BEGIN TEXT EXCERPT
How Foreign, Vintage, and Experimental Films Can Benefit From Captioning

Akiva Aranoff
Dec 2, 2021
How Foreign, Vintage, and Experimental Films Can Benefit From Captioning
How Foreign, Vintage, and Experimental Films Can Benefit From Captioning

There are many ways to tell a story, and cinema has been one of the most popular forms of doing so for well over a century. Filmmaking is now a $136-billion industry worldwide, with the majority of pictures being produced in the U.S. and India.

During its long development, different styles and techniques of cinematic storytelling have come and gone. Technology, world events, economic factors, and more have all contributed to a medium which is constantly changing and always exploring new ways of creating a narrative.

Captioning, as a storytelling device, has been employed in cinema since its origins. Today it is most commonly encountered when an actor or actress is speaking a different language, when an audience has special accessibility needs, or when you’re at home watching something in a noisy environment.

There are, however, many more applications for captioning with regard to films. Certain types of films especially favored by enthusiasts, historians, collectors, and others can greatly benefit from captioning. Foreign films, vintage films, and experimental films are all important facets of cinema history, and including subtitles and captioning is both a boon for viewers and a potential source of revenue for movie studios. Best of all, adding captioning to films has never been easier with Maestra’s state-of-the-art software suite.

Common Uses of Captioning in Films

Captioning is already used in cinema in a variety of ways. Most notably, it is used to provide greater accessibility, as an expository tool, and as a convenience in the home market.

Captioning allows film studios to make their content accessible to those who are deaf or hard of hearing. More than 1 in 20 people in the United States suffers from some sort of hearing disability. Offering captioned edits of films allows everyone to have access to them and can boost sales for the companies who released them.

Some films can also use captioning as a means of exposition. In order to avoid awkward explanations by actors and to shorten the run-times of films, some movies will have intro sequences which use captioning to describe details about locations, time periods, and backstories.
END TEXT EXCERPT
BEGIN STORED DATA
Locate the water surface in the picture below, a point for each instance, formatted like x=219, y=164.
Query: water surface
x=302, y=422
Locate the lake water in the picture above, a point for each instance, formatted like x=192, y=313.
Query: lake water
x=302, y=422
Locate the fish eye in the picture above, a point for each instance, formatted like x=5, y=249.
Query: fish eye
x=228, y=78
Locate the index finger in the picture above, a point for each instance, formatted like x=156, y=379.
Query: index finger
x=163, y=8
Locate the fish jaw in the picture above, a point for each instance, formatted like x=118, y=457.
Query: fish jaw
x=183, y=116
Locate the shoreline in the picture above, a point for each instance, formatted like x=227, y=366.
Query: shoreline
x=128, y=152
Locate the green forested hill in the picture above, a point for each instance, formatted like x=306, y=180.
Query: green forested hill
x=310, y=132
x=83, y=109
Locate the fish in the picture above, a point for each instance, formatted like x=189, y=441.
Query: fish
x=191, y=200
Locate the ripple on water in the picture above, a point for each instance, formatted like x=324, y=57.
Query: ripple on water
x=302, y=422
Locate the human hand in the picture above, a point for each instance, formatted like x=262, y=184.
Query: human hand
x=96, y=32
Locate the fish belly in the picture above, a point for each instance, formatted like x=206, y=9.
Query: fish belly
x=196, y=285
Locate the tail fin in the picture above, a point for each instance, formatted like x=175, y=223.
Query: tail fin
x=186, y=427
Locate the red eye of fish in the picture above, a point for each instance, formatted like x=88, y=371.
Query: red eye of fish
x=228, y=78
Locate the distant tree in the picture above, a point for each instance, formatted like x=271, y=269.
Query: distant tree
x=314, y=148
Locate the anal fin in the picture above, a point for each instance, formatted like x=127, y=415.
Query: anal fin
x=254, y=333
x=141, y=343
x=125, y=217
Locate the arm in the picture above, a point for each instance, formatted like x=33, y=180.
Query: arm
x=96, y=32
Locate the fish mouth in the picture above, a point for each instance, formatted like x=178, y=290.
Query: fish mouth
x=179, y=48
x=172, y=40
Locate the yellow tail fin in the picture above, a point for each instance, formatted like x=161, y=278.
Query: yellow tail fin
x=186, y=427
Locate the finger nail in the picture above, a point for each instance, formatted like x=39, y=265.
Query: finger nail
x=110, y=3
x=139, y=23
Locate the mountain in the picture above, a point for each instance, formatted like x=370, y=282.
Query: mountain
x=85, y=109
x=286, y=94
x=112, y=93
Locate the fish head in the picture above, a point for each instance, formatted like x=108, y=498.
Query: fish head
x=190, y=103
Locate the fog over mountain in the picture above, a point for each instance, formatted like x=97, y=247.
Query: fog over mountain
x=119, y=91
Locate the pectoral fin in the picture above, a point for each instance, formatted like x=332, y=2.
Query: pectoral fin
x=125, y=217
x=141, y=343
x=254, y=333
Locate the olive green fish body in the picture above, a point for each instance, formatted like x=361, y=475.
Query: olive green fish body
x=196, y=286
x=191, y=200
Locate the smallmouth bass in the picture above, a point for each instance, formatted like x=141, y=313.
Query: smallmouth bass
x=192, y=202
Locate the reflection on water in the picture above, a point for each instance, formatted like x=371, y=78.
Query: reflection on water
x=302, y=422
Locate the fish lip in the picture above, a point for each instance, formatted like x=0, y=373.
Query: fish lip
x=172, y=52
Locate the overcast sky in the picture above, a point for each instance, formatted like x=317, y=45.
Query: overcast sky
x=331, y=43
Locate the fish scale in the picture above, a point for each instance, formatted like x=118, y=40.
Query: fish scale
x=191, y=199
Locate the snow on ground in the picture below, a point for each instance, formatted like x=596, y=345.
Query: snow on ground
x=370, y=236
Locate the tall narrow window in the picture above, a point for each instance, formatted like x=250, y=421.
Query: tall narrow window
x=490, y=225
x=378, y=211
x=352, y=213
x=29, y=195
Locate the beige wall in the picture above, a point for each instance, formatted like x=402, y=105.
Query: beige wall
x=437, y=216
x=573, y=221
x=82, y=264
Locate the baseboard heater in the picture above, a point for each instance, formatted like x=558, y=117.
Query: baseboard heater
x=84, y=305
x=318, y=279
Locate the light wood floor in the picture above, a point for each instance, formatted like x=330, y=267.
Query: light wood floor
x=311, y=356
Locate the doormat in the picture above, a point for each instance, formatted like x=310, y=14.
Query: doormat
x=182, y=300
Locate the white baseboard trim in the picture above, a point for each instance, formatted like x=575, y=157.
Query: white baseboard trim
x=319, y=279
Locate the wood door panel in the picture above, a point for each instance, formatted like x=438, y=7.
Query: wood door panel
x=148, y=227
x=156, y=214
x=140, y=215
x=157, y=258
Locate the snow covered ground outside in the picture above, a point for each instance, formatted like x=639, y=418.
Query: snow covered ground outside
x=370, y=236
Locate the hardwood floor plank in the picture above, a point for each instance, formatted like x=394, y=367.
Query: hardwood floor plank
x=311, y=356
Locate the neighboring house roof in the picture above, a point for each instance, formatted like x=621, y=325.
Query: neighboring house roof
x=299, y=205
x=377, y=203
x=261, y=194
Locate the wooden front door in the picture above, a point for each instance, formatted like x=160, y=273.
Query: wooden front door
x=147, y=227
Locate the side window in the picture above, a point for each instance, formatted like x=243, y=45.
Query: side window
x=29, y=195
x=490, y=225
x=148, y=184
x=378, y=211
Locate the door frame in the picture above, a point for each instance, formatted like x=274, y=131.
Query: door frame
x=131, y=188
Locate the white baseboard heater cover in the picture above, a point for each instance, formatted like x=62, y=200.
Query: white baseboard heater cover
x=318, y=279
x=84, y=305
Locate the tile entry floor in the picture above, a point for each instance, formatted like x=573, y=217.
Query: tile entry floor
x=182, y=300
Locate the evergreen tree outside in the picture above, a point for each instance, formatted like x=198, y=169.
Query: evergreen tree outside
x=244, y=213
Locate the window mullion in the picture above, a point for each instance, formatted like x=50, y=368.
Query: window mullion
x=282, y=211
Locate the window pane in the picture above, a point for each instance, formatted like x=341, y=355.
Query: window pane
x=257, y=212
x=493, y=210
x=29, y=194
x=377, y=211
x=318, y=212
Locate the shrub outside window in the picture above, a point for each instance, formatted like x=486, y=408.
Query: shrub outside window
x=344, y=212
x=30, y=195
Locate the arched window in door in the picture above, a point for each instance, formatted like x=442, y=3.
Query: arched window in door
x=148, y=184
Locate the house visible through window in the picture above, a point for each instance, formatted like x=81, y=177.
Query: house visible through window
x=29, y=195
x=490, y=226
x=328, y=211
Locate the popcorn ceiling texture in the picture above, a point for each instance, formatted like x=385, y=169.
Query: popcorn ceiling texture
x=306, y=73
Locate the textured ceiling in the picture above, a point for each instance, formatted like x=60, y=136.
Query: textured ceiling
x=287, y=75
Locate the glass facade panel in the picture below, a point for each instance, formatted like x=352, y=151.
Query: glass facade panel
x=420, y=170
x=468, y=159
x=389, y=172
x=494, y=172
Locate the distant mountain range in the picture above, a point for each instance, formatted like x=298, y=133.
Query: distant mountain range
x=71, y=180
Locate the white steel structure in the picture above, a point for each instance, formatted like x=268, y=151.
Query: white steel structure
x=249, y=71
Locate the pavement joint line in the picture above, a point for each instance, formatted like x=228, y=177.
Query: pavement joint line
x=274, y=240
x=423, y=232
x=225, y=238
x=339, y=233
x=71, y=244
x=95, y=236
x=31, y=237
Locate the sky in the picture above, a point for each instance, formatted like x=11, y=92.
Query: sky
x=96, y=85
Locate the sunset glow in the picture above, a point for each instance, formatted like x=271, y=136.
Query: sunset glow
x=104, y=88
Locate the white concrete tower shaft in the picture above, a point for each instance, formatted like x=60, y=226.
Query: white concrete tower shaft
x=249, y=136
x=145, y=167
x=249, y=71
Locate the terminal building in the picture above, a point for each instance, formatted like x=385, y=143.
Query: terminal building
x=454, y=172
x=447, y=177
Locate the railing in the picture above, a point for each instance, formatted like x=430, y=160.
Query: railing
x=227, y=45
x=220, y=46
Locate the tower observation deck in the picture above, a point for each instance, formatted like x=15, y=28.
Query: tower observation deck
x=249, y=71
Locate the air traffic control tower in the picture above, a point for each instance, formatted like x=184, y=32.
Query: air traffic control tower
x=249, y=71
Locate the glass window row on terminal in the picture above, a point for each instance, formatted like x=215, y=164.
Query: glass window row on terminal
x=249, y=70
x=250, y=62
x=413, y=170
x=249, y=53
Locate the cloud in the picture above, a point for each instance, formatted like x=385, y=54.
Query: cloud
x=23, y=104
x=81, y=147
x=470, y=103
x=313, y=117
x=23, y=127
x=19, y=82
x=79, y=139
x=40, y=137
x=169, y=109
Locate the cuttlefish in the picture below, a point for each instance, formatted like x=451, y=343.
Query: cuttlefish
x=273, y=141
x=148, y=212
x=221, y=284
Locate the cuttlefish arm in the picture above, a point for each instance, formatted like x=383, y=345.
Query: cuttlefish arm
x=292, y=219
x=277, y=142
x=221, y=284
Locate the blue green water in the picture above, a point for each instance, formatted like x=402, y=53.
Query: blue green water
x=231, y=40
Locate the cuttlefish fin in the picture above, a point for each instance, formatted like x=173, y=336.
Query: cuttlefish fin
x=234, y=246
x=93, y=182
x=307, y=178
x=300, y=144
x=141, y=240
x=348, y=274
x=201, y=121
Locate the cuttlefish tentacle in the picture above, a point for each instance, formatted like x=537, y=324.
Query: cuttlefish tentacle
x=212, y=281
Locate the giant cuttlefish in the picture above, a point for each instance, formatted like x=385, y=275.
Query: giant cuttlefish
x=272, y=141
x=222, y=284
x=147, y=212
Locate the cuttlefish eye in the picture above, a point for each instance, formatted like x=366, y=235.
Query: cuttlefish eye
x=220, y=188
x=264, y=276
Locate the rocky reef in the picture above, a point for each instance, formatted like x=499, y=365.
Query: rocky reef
END STORED DATA
#### [SET PROBLEM]
In the article on film captioning, what dollar value is given for the worldwide filmmaking industry?

#### [RESPONSE BELOW]
$136 billion